WHAT IS BEING ASKED:
Among the records below, find each line containing the word "wood" and copy it.

Stored data entries:
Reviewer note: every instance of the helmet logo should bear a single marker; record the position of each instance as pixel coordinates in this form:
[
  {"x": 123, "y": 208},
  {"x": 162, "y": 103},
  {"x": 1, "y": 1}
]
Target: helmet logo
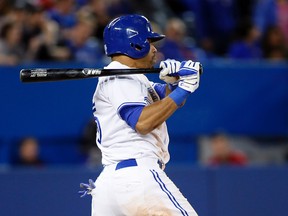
[{"x": 131, "y": 33}]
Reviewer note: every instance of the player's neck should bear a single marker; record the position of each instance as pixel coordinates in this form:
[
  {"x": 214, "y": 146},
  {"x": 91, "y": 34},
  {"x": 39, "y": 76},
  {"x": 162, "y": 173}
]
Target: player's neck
[{"x": 132, "y": 63}]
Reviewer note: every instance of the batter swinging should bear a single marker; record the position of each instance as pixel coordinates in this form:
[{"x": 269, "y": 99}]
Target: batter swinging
[{"x": 130, "y": 113}]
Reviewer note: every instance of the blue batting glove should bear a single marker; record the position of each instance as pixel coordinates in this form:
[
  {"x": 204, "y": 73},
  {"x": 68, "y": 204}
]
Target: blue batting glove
[{"x": 87, "y": 188}]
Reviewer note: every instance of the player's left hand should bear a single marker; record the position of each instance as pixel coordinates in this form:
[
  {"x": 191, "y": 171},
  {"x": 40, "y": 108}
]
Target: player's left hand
[
  {"x": 189, "y": 75},
  {"x": 87, "y": 188},
  {"x": 169, "y": 72}
]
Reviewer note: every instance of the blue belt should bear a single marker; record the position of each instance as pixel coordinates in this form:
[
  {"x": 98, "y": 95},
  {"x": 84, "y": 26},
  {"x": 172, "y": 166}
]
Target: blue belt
[{"x": 133, "y": 162}]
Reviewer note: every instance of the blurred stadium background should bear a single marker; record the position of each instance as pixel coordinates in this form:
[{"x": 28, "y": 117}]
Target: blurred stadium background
[{"x": 243, "y": 94}]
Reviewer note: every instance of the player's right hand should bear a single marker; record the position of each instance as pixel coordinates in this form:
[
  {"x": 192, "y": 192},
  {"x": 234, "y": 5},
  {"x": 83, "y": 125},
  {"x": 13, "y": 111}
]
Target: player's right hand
[
  {"x": 189, "y": 73},
  {"x": 169, "y": 72}
]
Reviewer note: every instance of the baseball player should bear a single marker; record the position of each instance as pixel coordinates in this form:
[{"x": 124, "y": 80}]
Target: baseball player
[{"x": 130, "y": 113}]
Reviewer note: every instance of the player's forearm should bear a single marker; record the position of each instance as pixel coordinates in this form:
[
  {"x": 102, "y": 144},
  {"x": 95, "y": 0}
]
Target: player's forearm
[{"x": 155, "y": 114}]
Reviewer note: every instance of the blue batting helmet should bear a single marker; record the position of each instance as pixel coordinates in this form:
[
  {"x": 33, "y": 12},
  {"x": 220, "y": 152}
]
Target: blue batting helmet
[{"x": 129, "y": 35}]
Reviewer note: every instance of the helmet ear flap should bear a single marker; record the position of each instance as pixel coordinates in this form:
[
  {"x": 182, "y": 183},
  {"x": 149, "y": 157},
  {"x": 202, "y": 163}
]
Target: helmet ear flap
[{"x": 136, "y": 46}]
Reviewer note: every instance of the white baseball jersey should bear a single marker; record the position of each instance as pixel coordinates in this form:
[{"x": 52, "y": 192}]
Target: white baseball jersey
[
  {"x": 116, "y": 139},
  {"x": 132, "y": 182}
]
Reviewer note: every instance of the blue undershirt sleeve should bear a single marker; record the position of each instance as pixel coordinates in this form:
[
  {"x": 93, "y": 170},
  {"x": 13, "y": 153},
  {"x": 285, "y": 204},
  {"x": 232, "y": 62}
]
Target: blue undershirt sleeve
[
  {"x": 131, "y": 114},
  {"x": 160, "y": 89}
]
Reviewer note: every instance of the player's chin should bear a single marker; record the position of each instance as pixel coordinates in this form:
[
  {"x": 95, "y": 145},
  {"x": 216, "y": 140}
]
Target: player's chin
[{"x": 154, "y": 60}]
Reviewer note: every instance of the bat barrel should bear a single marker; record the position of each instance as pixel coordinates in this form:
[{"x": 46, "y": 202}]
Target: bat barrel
[{"x": 53, "y": 74}]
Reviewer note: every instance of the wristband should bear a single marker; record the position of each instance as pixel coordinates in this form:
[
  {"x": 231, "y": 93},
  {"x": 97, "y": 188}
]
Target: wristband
[{"x": 179, "y": 95}]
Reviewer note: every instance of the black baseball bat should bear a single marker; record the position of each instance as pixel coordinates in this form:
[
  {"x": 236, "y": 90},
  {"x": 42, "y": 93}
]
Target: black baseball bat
[{"x": 57, "y": 74}]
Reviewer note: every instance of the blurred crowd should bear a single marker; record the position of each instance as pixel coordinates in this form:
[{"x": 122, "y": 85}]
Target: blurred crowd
[{"x": 71, "y": 30}]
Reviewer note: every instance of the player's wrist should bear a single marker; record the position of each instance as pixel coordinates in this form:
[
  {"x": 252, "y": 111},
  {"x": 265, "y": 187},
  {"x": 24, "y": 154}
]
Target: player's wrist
[{"x": 179, "y": 95}]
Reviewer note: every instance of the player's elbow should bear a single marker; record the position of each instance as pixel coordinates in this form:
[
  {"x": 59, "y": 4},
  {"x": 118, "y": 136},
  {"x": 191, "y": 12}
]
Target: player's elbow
[{"x": 143, "y": 128}]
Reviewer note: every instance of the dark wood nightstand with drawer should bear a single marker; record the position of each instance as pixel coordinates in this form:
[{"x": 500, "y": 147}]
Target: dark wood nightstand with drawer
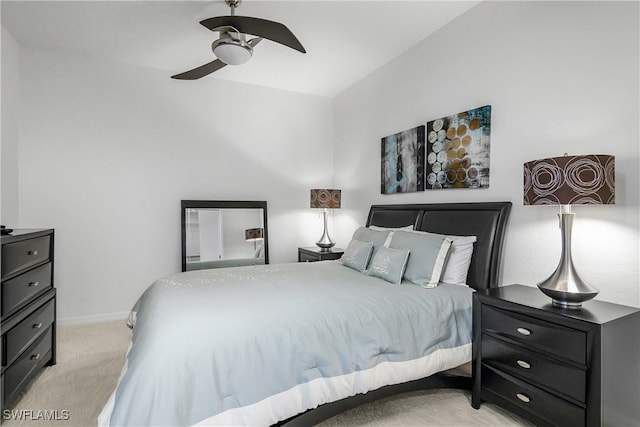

RESULT:
Reviewer note: every instance of the dark wood nightstand with drawer should bear a single marker; record the position of each instance as pixel coordinates in this form:
Target: dark wood nightstand with drawer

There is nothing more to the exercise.